====== Texte fourni

Peintre depuis toujours, écrivain couronné du prix Goncourt, Tahar Ben Jelloun explore depuis des décennies les territoires de l’émotion et de la mémoire. Entre mots et couleurs, son exposition au Musée Mohammed VI d’art moderne et contemporain à Rabat a révélé au grand public l’unité profonde de cette double pratique.
L’exposition au Musée Mohammed VI à Rabat a révélé au public combien vos mots et vos couleurs dialoguent. En quoi cette mise en regard a-t-elle, selon vous, éclairé votre imaginaire de manière singulière ?
Tahar Ben Jelloun : L'exposition au Musée Mohammed VI d'art contemporain et moderne a été pour moi une consécration, une sorte de légitimité dont l'écrivain avait besoin pour exercer son nouveau mode de création.
Elle a été importante pour le grand public marocain qui ne connaissait pas cet autre aspect de mon travail. La presse du Maroc a joué le jeu et a rendu compte de l'existence de cette expo, laquelle a été prolongée jusqu'au 31 août après que Sa Majesté m'a écrit une belle lettre où des félicitations m'ont été adressées.
Vous êtes à la fois peintre et écrivain. Comment ces deux pratiques, qui mobilisent toutes deux la main et le corps, se répondent-elles dans l’expression des sentiments et des émotions ?
C'est la même main qui écrit et qui peint ; c'est le même corps qui exprime des émotions. Le passage de l'écrit à la peinture se fait naturellement. Il n'y a pas de rituel particulier.
Je travaille avec la même rigueur quand j'écris ou quand je peins. C'est arrivé sans préméditation. En moi le besoin de dessiner et ensuite de peindre, a toujours été là. L'écriture est arrivée lors de l'épreuve personnelle d'avoir été privé de liberté durant 19 mois.
Vous avez souvent affirmé mettre une forme d’égalité entre les couleurs et les mots. Comment concevez-vous ce rapport consubstantiel entre l’écriture et la peinture, et qu’apporte-t-il à votre œuvre ?
Les mots ont leur propre couleur. Quand j'écris j'imagine la couleur de telle ou telle phrase. La couleur n'a pas besoin du support des mots. Mais des poèmes semblent être les bienvenus dans la toile. Ils font partie de la composition picturale. Ce n'est pas un commentaire sur ce qui été peint. Comme chez Miro ils s'invitent dans la toile et jouent le rôle qui est le leur.

============
====== Données fournies

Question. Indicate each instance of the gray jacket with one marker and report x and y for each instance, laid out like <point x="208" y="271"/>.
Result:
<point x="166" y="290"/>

============

**Consigne:** Veuillez réécrire le passage du texte fourni en commençant par « Peintre depuis toujours, écrivain » et en allant jusqu'à « mode de création. », avec « années » à la place de « décennies ».

**Corrigé complet:**
Peintre depuis toujours, écrivain couronné du prix Goncourt, Tahar Ben Jelloun explore depuis des années les territoires de l’émotion et de la mémoire. Entre mots et couleurs, son exposition au Musée Mohammed VI d’art moderne et contemporain à Rabat a révélé au grand public l’unité profonde de cette double pratique.
L’exposition au Musée Mohammed VI à Rabat a révélé au public combien vos mots et vos couleurs dialoguent. En quoi cette mise en regard a-t-elle, selon vous, éclairé votre imaginaire de manière singulière ?
Tahar Ben Jelloun : L'exposition au Musée Mohammed VI d'art contemporain et moderne a été pour moi une consécration, une sorte de légitimité dont l'écrivain avait besoin pour exercer son nouveau mode de création.